-- Problem --
The response should consist of the data below, copied exactly, with no pictures in it.

Region pointing data:
---------------
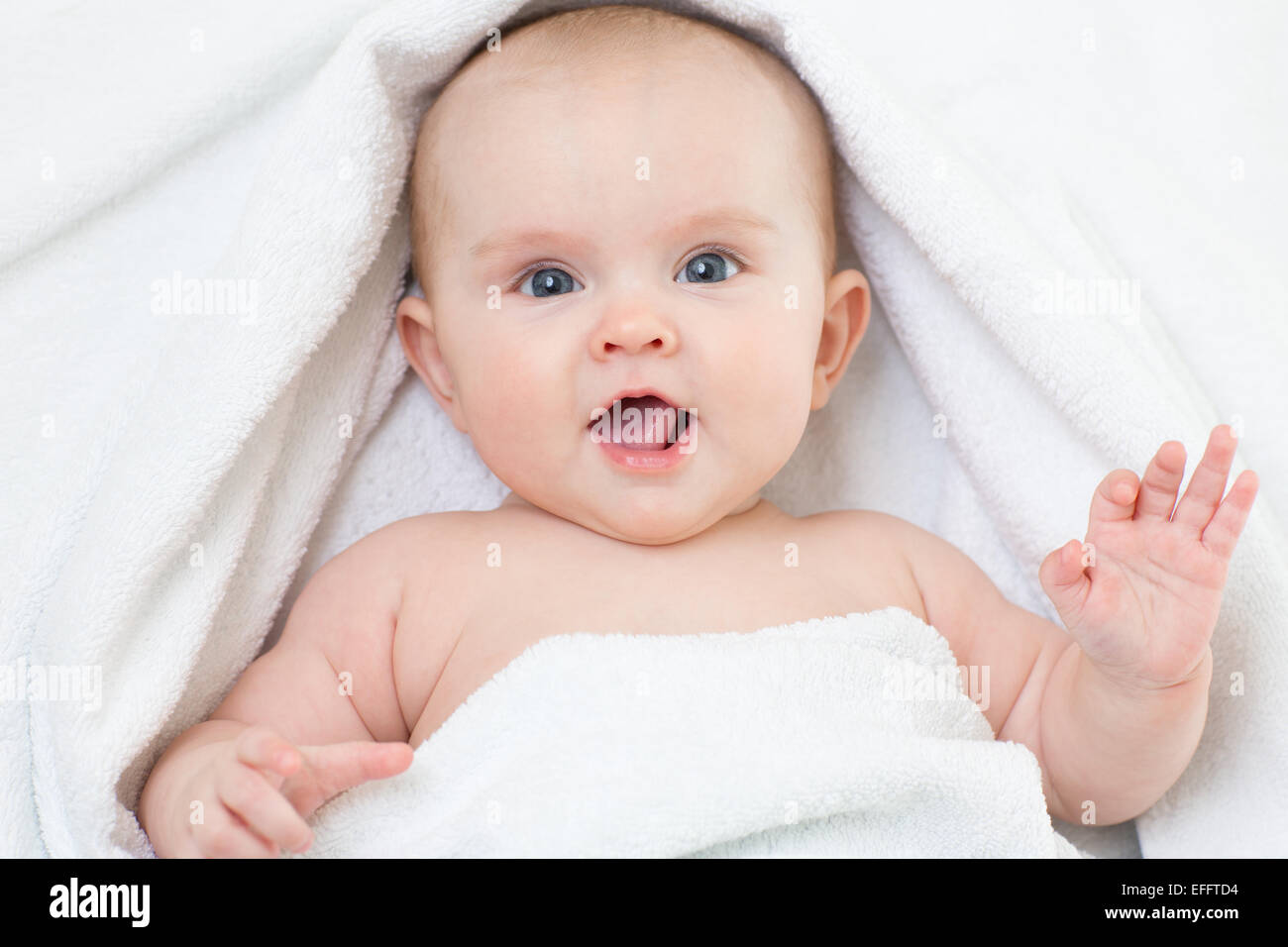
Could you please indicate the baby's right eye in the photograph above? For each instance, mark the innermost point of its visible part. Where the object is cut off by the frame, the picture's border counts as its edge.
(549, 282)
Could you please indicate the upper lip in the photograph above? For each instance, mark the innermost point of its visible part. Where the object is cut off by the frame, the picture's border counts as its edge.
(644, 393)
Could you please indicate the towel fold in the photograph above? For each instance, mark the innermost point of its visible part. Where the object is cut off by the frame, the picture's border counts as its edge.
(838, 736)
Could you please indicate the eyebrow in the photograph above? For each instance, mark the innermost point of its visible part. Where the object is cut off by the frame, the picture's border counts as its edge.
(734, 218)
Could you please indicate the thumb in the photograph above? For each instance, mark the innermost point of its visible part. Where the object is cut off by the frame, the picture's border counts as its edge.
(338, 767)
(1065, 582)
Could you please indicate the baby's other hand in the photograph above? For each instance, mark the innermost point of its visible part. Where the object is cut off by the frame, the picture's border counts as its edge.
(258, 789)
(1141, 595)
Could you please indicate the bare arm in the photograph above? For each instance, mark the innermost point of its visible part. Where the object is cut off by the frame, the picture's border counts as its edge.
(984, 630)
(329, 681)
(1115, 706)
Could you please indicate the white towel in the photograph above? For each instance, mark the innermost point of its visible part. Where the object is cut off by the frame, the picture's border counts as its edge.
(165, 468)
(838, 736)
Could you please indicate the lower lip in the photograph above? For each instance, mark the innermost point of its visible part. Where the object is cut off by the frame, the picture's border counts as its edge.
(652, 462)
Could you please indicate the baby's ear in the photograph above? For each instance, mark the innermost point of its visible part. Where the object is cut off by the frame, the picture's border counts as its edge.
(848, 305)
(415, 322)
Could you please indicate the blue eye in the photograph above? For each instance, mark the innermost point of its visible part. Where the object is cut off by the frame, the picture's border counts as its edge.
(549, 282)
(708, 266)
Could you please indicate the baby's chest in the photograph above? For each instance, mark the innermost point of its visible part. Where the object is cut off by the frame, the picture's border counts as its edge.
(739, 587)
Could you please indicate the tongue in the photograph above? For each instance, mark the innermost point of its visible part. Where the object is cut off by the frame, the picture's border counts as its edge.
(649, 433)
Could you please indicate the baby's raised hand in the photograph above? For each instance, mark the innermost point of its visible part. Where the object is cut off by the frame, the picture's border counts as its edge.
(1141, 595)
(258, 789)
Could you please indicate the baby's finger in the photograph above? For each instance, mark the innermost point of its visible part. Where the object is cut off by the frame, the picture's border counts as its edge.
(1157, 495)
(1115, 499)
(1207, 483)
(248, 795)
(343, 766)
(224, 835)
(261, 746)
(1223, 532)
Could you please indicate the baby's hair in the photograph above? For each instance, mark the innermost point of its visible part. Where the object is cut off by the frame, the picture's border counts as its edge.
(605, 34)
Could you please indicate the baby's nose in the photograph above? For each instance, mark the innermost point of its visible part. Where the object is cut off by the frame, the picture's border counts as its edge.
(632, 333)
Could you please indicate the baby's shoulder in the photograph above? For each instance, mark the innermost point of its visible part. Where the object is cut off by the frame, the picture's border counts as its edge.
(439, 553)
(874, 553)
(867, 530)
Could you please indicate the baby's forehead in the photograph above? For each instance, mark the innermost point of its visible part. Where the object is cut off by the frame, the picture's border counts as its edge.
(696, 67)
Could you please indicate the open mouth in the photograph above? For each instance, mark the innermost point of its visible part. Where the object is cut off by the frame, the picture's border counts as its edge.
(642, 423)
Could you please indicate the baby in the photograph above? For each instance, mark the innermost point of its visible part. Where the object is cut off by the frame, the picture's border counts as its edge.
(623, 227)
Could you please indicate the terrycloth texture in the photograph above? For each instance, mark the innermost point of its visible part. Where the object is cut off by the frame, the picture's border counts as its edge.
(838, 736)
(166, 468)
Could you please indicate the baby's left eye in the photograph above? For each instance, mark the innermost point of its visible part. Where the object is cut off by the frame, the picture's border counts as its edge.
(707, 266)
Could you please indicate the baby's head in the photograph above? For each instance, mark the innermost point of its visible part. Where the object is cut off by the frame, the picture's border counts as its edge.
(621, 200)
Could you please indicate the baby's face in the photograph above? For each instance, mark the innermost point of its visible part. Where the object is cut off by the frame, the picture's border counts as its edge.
---------------
-- Solution to this problem --
Could you please indicate the baby's right eye in the photograph above? For each instance, mark the innermost point of its visible part. Where the object is cut off by the frame, the picture's border counts as its edge.
(549, 282)
Could you please indicate the upper lip in the photograph above? For each instance, mark the innermost point of its visible part. Where the object is cut off by the frame, the picture's border counts as its edge.
(644, 393)
Could you please indicate the towel fold in the photograph above? For each instance, mark the innermost point of its visible part. Where the object is cut off by the frame, the picture's border counts as its edge.
(838, 736)
Could you please indicate the eyebrow in the photograph above? For each instance, mark the innermost point of its visible part. Where the object is cut off by the frame, the picture's border counts as its edge.
(734, 218)
Could you please indicate the thumb in the photograph above? For each instance, mark the innermost point of its visible part. Where the object is cut off by the frame, the picture's border counts as its edge.
(338, 767)
(1065, 582)
Could you please indicate the baby's other hand in the photograph above? For each instance, mark the innermost point of its visible part. Where the object is cut off by the frame, the picture's border counts as its edge.
(258, 789)
(1141, 595)
Could you please indicate the bare arm in the photograph above? For each instance, mark the innermost point of its visible part. Where the object is cut off by the frame, the picture's border counts as its edge.
(984, 630)
(329, 681)
(1115, 706)
Could you please indicate the white towel in the photograph above? For each instance, mark the innermost point of its visible part. Where the object is cut off by the frame, the picture's border counts as its edge.
(165, 468)
(838, 736)
Could you please indicate the lower lip in the photograph above? For each instance, mark the innermost point of its visible part. Where the object is cut off by the frame, the picture's border counts as its edge.
(652, 462)
Could you please indicate the baby's ear in the photograph above? For each instance, mark the innermost point of its visible part. Where the object is cut off by the frame, the picture's border counts as its edge.
(848, 305)
(415, 322)
Could you please indicate the blue eye in the photograph above? For each instance, mark the innermost point of its visible part. Where the object is cut off by the frame, the picture's border counts as its edge.
(549, 282)
(708, 266)
Could you please indicate the baby's chest in the photograph above? For each instance, mark the innermost point of its visible part. Where the object is cut off by the frame, the picture's border counts as its edge.
(739, 587)
Could you please indicate the tongue in the photograph above? For each instance, mark the innermost point of its visible part. Where the object is cut off by the frame, the picture's border counts as its edge.
(649, 433)
Could you please indicate the baby's raised hand in the photograph above? For each instance, mark the innermost point of its visible part. Where the object is cut off by the frame, the picture's border counts as its edge.
(1141, 595)
(258, 789)
Could you please indicate the baby's finger in the photograph above? For each instance, mark the innermost point of its visible part. Where the object is cut off by the frame, the picture's border counts as its edge.
(1157, 495)
(1115, 499)
(1207, 483)
(248, 795)
(343, 766)
(224, 835)
(261, 746)
(1223, 532)
Could you please indicate the baby's hair in the photograph above? For each instance, mark the innermost point of its visible part. Where the object is cut off by the frame, the picture's border counts as its edge.
(605, 34)
Could you please indicate the baby's nose in the photograph above? For each instance, mark the innermost point of its visible part. Where the object is cut off by the frame, the picture's border counts as its edge.
(632, 333)
Could you please indicate the baby's shoulder in the photograph above? For each instance, mark the innermost point of its visible part. Where the object is cut off by the frame, the picture's border counts as its edge.
(439, 553)
(874, 553)
(867, 530)
Could you please indicate the baby's forehead in the photograph above? For each instance, mark the innermost point of its visible part. Where the object is cut off by the frame, the picture's border counts as its edge.
(696, 67)
Could you please indicate the open mouth in the photograph above? For each instance, mark the innermost point of its visible part. Where the object is cut off by the frame, the picture's border counts as its edge.
(642, 423)
Could you please indicate the baby in the photograph above? For each instance, mark the innermost point of its visible part. Where the object is cut off by the frame, the picture's border counts as its edge.
(623, 227)
Could you please indicate the terrycloth texture in the photograph above? For each instance, mark the innermost point of its visible part. Where the object is cut off by the frame, the picture's border counts as its edge.
(838, 736)
(166, 468)
Could you please indicate the baby's left eye in the photograph above? For each instance, mark the innermost point of its visible part. Where the object is cut off by the frame, the picture's border counts as its edge.
(707, 266)
Could you please indicate the baby's head in the photograph above? For each instance, mark the innermost point of its visible part. Where the object is cut off by the frame, the picture's border counts as its edge.
(621, 200)
Could you please indicate the baby's face in the photograph above? For each instance, mark the innermost point of its visible part. Where the object is cut off by the frame, the picture's border counts as its edge.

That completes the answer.